◆ Document segment
# PYPES Exhaust Install Before & After



## GTO44 (Apr 11, 2016)

Finally installed the Pypes H-Box and Pypes Pype Bomb Axle Back Muffler Delete Kit. For now it's in the car with stock exhaust manifolds and stock mids.

Boy does it sound good. I'm really happy with the tone and characteristics.

The reason I went with the Pypes setup is it ticked all the boxes for me: 
- Budget - Didn't really care to spend $1,200+ on a full exhaust setup.
- Not concerned with hp gain: I don't have a max effort goal so reusing factory piping is fine
- I wanted a deeper muscle car sound
- Wanted a bolt-on setup - aka. no custom h/x pipe and no weld in mufflers at an exhaust shop
- Can be used with stock mani's / stock mids or LT's / aftermarket mids.. I wanted the option to install this setup before or after I install my headers and it will work either way.

Dataset rows:
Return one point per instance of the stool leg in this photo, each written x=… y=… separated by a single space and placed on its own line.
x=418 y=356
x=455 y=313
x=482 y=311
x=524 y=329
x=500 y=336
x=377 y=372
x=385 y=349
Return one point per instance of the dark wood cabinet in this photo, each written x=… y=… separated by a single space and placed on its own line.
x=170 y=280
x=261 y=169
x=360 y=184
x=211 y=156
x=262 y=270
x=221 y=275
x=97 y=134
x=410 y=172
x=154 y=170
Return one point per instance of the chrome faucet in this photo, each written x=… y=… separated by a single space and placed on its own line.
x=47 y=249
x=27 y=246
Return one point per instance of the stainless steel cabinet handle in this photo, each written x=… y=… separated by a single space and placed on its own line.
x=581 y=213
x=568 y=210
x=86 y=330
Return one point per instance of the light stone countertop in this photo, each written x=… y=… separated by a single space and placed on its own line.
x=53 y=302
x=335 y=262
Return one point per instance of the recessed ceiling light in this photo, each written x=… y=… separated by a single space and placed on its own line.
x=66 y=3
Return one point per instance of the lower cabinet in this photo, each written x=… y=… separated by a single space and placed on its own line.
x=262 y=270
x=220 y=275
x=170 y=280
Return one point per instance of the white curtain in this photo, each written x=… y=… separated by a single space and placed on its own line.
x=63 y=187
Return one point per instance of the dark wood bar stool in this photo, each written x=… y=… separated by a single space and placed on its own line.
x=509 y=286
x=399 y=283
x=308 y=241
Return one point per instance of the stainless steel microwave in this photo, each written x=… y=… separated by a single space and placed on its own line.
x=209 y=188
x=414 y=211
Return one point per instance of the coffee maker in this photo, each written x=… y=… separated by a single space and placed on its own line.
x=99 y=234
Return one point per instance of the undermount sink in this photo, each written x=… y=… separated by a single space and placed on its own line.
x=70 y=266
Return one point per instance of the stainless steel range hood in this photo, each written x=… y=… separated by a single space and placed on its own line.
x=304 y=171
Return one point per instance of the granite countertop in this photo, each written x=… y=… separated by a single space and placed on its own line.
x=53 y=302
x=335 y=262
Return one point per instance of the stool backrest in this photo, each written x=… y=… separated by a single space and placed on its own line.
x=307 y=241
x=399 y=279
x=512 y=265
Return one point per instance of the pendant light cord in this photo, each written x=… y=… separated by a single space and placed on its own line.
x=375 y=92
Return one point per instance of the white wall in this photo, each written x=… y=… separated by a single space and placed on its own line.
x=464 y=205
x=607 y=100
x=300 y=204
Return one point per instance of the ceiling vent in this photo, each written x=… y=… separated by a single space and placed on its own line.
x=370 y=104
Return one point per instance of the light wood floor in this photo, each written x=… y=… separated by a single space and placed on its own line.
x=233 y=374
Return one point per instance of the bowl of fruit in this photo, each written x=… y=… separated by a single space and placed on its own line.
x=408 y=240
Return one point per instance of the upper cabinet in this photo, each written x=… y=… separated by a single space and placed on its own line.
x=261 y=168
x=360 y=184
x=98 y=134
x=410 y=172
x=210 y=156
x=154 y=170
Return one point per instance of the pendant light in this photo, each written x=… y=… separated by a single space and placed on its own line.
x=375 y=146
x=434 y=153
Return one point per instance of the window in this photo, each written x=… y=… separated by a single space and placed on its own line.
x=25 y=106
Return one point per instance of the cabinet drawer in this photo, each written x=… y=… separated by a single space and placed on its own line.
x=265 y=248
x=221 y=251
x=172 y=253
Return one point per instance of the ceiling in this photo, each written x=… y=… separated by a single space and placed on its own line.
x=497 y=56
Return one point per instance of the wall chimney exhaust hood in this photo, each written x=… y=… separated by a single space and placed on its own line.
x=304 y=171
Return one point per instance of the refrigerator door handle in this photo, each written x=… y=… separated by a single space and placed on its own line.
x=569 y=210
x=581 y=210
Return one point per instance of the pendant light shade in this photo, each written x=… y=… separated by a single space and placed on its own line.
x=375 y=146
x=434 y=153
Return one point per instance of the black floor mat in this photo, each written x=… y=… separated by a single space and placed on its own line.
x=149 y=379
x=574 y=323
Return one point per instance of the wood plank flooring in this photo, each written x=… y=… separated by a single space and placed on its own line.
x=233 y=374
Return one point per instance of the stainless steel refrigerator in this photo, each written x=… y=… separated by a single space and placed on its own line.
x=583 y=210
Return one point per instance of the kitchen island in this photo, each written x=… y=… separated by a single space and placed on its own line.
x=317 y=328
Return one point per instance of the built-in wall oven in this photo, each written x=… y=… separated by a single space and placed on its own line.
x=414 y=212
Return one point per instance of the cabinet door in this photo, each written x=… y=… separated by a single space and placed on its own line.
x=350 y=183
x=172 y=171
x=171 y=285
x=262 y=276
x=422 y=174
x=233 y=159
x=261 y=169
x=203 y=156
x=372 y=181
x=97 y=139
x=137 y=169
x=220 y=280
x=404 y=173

◆ Instructions to follow
For each of the following statements, answer yes or no according to the exhaust post, and quote the words of the post that decide it. (a) The kit is currently running with aftermarket headers. (b) The poster wanted a setup that needed no welding at an exhaust shop. (c) The poster is building toward a max effort horsepower goal.

◆ Solution for this exercise
(a) No: "For now it's in the car with stock exhaust manifolds and stock mids."
(b) Yes: "Wanted a bolt-on setup - aka. no custom h/x pipe and no weld in mufflers at an exhaust shop"
(c) No: "I don't have a max effort goal so reusing factory piping is fine"